* _YOUR INSTRUCTIONS_
Lay out the lines of the entries below as a numbered list, leaving out any blank lines.

***** DATASET ENTRIES *****

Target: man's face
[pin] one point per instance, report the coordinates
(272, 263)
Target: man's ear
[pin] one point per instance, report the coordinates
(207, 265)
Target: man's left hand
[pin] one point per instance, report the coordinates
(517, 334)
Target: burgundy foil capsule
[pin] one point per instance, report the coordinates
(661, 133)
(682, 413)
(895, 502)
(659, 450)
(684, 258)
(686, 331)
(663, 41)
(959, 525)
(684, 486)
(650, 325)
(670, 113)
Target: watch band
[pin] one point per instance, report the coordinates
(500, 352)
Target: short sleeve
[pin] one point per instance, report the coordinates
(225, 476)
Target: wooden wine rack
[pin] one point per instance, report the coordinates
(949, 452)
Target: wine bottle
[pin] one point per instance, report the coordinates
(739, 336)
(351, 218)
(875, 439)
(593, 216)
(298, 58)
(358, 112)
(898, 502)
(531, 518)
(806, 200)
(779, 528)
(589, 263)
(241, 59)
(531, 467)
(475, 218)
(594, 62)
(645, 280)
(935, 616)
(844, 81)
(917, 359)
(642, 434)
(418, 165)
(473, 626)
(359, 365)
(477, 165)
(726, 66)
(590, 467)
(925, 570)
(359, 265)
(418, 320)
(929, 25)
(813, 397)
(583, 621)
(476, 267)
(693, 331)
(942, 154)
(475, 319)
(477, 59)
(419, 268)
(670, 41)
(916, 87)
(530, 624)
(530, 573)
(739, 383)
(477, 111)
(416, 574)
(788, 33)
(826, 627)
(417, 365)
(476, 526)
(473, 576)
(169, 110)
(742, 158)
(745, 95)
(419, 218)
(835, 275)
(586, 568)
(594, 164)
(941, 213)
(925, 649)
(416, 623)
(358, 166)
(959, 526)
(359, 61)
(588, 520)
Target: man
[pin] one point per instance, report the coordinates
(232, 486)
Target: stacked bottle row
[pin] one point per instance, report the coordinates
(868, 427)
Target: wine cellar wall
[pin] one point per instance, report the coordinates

*****

* _EXERCISE RESPONSE_
1. Target: man's face
2. [pin] one point per instance, report the coordinates
3. (272, 263)
4. Target: man's ear
5. [pin] one point per instance, report the coordinates
6. (207, 265)
7. Target: man's left hand
8. [pin] one point per instance, report the coordinates
9. (517, 334)
10. Target: burgundy foil capsule
11. [pin] one point per instance, report the coordinates
12. (661, 133)
13. (682, 413)
14. (895, 502)
15. (659, 450)
16. (684, 258)
17. (686, 331)
18. (663, 41)
19. (959, 525)
20. (684, 486)
21. (650, 325)
22. (670, 113)
23. Target: watch band
24. [pin] one point per instance, report the coordinates
25. (500, 352)
26. Target: short sleeve
27. [pin] one point per instance, report the coordinates
28. (225, 476)
29. Target: wooden wine rack
30. [pin] one point per instance, report the coordinates
31. (949, 452)
32. Target: wine bottle
33. [pin] one point per instance, report the coordinates
34. (739, 336)
35. (351, 218)
36. (875, 439)
37. (593, 216)
38. (298, 58)
39. (358, 112)
40. (898, 502)
41. (531, 518)
42. (806, 200)
43. (779, 528)
44. (589, 263)
45. (241, 59)
46. (531, 467)
47. (475, 218)
48. (594, 62)
49. (645, 280)
50. (935, 616)
51. (844, 81)
52. (917, 359)
53. (642, 434)
54. (418, 165)
55. (473, 626)
56. (359, 365)
57. (477, 165)
58. (726, 66)
59. (590, 467)
60. (925, 570)
61. (359, 265)
62. (418, 320)
63. (929, 25)
64. (813, 397)
65. (583, 621)
66. (476, 267)
67. (693, 331)
68. (942, 154)
69. (475, 319)
70. (477, 59)
71. (419, 268)
72. (670, 41)
73. (916, 87)
74. (530, 624)
75. (530, 573)
76. (739, 383)
77. (477, 111)
78. (416, 574)
79. (788, 33)
80. (826, 627)
81. (417, 365)
82. (476, 526)
83. (473, 576)
84. (169, 110)
85. (742, 158)
86. (745, 95)
87. (419, 218)
88. (835, 275)
89. (586, 568)
90. (594, 164)
91. (941, 213)
92. (925, 649)
93. (416, 623)
94. (358, 166)
95. (959, 526)
96. (359, 61)
97. (588, 520)
98. Target: man
99. [pin] one point per instance, report the coordinates
100. (232, 486)
101. Target: stacked bottle row
102. [pin] one point per instance, report the coordinates
103. (868, 427)
104. Target: wine cellar wall
105. [pin] one point per instance, report the coordinates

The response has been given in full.